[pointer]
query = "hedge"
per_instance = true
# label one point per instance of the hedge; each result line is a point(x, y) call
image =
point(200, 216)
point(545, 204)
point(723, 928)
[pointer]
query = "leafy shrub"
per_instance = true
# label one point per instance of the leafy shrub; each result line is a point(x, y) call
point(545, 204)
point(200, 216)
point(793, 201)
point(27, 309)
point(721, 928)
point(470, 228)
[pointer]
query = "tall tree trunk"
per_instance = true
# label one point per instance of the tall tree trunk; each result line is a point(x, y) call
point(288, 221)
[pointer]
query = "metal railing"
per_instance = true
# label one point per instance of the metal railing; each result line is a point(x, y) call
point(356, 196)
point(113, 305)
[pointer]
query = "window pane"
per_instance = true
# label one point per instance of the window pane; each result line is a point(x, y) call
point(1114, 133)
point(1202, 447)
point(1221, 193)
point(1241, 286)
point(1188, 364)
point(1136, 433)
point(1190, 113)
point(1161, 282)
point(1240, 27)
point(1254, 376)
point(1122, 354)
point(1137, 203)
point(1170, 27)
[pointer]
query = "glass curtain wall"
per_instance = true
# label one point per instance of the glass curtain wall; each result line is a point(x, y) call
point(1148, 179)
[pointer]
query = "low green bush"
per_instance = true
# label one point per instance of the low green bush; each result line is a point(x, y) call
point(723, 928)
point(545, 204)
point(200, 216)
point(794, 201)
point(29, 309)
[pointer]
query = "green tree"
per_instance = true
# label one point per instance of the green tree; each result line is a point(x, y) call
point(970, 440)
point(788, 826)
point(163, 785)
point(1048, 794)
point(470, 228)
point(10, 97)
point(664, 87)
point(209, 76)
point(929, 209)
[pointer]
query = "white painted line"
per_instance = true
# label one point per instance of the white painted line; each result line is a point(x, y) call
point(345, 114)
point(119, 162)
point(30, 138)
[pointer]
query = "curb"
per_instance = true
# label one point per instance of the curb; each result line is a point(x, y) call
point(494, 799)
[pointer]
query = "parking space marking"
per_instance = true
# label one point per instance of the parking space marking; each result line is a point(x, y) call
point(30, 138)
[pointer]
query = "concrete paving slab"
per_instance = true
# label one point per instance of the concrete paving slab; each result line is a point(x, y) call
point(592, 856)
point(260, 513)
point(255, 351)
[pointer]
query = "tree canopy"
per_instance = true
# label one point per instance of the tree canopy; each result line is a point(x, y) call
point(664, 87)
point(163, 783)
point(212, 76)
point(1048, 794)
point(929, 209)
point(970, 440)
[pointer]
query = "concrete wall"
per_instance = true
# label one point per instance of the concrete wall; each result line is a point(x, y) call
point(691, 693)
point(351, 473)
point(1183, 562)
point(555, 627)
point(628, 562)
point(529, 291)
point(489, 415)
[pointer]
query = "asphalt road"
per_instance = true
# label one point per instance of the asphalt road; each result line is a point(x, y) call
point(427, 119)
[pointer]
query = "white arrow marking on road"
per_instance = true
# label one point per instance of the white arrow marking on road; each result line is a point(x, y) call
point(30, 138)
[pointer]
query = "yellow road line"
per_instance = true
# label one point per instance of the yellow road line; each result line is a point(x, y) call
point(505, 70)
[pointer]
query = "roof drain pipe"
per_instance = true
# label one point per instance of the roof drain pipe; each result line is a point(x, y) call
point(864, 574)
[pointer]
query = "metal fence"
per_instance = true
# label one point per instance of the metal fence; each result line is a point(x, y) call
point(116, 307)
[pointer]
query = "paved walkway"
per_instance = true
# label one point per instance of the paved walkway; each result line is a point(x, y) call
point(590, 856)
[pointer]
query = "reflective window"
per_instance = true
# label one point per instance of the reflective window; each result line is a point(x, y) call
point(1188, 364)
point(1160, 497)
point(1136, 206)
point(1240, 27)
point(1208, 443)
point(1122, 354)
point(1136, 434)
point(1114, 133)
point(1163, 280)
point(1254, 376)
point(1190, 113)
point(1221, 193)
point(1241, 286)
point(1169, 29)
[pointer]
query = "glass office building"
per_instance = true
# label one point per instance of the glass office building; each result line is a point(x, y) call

········

The exercise> Rescale the lines above, from the first line up to and including the line with "point(113, 305)", by writing them all out again with their requests and multiplying every point coordinate by 1.2. Round each result to a whole number, with halves rounded up.

Correct answer>
[pointer]
query = "hedge"
per_instance = true
# label one point per instance of the hedge; each result line is a point(x, y) call
image =
point(240, 259)
point(654, 245)
point(868, 1114)
[pointer]
query = "leafy shrub"
per_instance = true
# label one point per instance of the leafy shrub; each result line is a point(x, y) call
point(654, 245)
point(240, 259)
point(952, 241)
point(32, 371)
point(865, 1114)
point(564, 274)
[pointer]
query = "tall tree trunk"
per_instance = true
# label one point per instance of the tall tree trunk; each result line is a point(x, y) call
point(346, 265)
[pointer]
query = "metal railing"
per_instance = true
# label one point per instance of the metal railing; each result line is a point(x, y) call
point(427, 235)
point(136, 366)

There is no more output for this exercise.